Image-grounded pointing data
'''

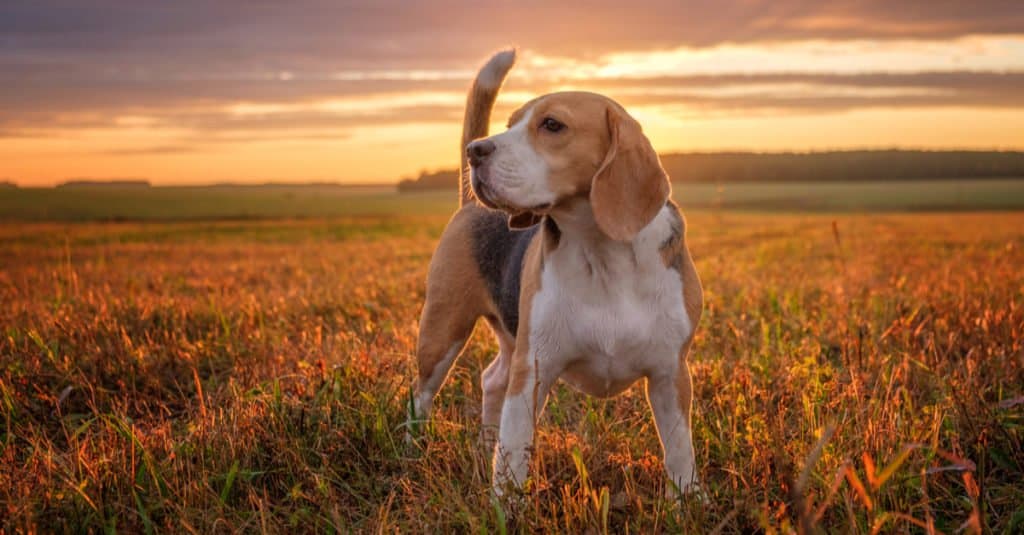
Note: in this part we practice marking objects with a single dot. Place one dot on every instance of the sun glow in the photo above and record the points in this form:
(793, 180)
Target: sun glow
(395, 122)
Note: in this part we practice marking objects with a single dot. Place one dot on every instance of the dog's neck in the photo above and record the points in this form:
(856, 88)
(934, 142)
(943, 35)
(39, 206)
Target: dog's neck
(581, 240)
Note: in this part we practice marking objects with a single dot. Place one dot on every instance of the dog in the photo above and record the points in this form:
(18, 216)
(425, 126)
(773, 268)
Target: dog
(578, 261)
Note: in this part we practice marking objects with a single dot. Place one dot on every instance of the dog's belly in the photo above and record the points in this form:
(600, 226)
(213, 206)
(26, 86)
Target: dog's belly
(602, 346)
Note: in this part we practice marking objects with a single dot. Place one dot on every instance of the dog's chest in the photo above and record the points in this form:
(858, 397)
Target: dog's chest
(608, 321)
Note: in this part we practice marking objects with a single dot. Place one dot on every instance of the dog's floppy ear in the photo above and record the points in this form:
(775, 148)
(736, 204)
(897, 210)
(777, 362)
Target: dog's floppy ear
(523, 220)
(631, 187)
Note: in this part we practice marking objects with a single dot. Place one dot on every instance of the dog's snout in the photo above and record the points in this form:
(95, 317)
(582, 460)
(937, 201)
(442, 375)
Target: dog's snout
(479, 150)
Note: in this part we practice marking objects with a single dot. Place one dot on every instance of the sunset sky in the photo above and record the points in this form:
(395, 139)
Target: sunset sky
(197, 91)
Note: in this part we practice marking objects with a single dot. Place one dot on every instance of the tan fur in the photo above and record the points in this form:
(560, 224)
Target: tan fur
(607, 184)
(631, 186)
(476, 122)
(456, 294)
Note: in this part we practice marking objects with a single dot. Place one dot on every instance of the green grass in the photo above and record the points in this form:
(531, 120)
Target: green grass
(851, 372)
(111, 203)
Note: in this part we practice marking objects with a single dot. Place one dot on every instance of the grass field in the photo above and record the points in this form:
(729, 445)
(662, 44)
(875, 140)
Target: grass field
(112, 203)
(853, 373)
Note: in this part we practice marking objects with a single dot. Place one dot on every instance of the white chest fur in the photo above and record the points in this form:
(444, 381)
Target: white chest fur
(609, 313)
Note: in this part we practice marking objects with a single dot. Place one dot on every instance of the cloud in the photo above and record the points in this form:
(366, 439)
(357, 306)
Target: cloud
(183, 67)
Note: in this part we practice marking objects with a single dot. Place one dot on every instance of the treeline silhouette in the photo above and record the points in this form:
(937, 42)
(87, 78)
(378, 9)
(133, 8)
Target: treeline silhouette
(824, 166)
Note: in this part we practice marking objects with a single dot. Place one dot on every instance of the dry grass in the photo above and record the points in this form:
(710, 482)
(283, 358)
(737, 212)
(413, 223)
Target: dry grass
(226, 377)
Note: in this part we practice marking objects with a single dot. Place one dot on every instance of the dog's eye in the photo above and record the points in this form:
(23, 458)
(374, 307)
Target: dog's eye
(552, 125)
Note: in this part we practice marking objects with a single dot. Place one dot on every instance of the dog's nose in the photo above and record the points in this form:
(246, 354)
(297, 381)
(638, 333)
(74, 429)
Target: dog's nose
(478, 151)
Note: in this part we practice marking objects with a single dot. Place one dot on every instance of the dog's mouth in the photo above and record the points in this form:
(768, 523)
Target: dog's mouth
(486, 195)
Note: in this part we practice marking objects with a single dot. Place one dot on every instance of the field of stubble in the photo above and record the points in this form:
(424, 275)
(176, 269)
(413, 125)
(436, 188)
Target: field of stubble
(852, 373)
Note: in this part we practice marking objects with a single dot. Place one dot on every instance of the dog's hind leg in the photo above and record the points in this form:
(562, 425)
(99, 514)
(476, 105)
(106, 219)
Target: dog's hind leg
(443, 333)
(495, 381)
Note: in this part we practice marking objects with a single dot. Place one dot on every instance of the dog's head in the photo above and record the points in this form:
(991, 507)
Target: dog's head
(569, 146)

'''

**TASK ITEM**
Print the entries above word for word, without pictures.

**RESULT FOR THIS TASK**
Note: in this part we practice marking objects with a single dot. Place one dot on every instance of the sun glow in the photo above and record the points in this form:
(793, 180)
Target: sun glow
(395, 122)
Note: in this part we practice marking objects with a single dot. Place one dot on every instance of the dog's neck in the photo above and record the points in this form:
(856, 88)
(934, 142)
(943, 35)
(39, 206)
Target: dog's neck
(581, 240)
Note: in this part we practice marking objects with a single dot. Place one dot on every instance of the dog in the photo above and record the points in this form:
(18, 216)
(425, 126)
(773, 268)
Target: dog
(578, 261)
Note: in this part we practice marking objects with a single dot. Place one dot on every instance of the dog's belly in the photo above and record the points in this form:
(600, 226)
(213, 206)
(26, 86)
Target: dog's belly
(602, 346)
Note: in this part we practice marking objects with a single dot. Place one dot on every instance of the dog's chest in the photo above and record the points in this form:
(858, 397)
Target: dog's chest
(608, 321)
Note: in this part we practice marking objects with a single dot. Place one dot on every instance of the dog's floppy ear in the photo above and record the points in this form:
(775, 148)
(736, 204)
(897, 210)
(777, 362)
Target: dog's floppy ear
(523, 220)
(631, 187)
Note: in this part we practice marking objects with a single dot. Place one dot on every instance of the dog's snout in the photo above and record the points in this form:
(95, 317)
(582, 460)
(937, 201)
(442, 375)
Target: dog's snout
(479, 150)
Note: in this part we practice marking objects with a single dot. Place one dot on every instance of the sunset sky in the photo above and record the points in this form:
(395, 139)
Target: sunset sky
(197, 91)
Note: in this part we practice marking objects with a single dot. Place one dot on every instance of the tan fur in the photo above and record the points in this form:
(560, 224)
Target: tan fur
(607, 184)
(631, 186)
(476, 122)
(456, 294)
Note: in this part we practice marking objects with a single dot. Place one dot on every instance of the green grass in the photo above and record the points in this form:
(531, 120)
Target: green grass
(851, 372)
(111, 203)
Note: in this part we practice marking objects with a single dot. Place one dot on every instance of the grass field in the photo above and record the points in this form:
(729, 445)
(662, 44)
(875, 140)
Target: grass field
(112, 203)
(853, 373)
Note: in this part we practice marking objects with a single dot. Place one dot on every instance of the white chest fur in the photo above and record the points in this form:
(444, 381)
Target: white chest fur
(609, 313)
Note: in this part we practice marking objects with a single dot. Place one dot on every instance of the cloud in the photo above and record the points in this form:
(366, 439)
(357, 306)
Target: cloud
(183, 67)
Note: in this part we practice marking objects with a single dot. Place one dot on every instance of the treeline silhouette in the photo above and record the points in this form:
(937, 42)
(87, 78)
(378, 9)
(133, 8)
Target: treeline silhouette
(824, 166)
Note: in this part we practice marking objects with a single dot. Place one dot on every instance of the dry grass in the photo above and record the points in this form:
(710, 482)
(283, 358)
(737, 212)
(413, 223)
Target: dry grass
(226, 377)
Note: in this part we practice marking objects with a single dot. Place one dot on every instance of the dog's eye in the photo above and record the points in this form:
(23, 458)
(374, 307)
Target: dog's eye
(552, 125)
Note: in this part we practice marking objects with a single dot. Place one dot on every instance of the dog's nose in the photo above and record the points in this form:
(246, 354)
(297, 381)
(638, 333)
(74, 429)
Target: dog's nose
(478, 151)
Note: in this part we practice marking objects with a single dot. Place one dot on every instance of the dog's mouth in the photo above and record the points in this form:
(768, 523)
Target: dog's mouth
(486, 195)
Note: in this part we practice marking objects with a single dot. Place one dot on every instance of the field of stubble in the photo above and record the points in this form:
(424, 275)
(176, 269)
(413, 125)
(436, 188)
Target: field of stubble
(852, 373)
Note: in this part we practice marking objects with a single dot. Place one dot on every instance of the dog's hind leg in the photo above and record the points in this form:
(562, 425)
(99, 514)
(476, 105)
(106, 219)
Target: dog's hind leg
(443, 333)
(495, 381)
Note: in this part we practice marking objects with a single dot. Place one dot on every instance of the dog's head in the photo above and record the points in this form:
(991, 507)
Target: dog's head
(569, 146)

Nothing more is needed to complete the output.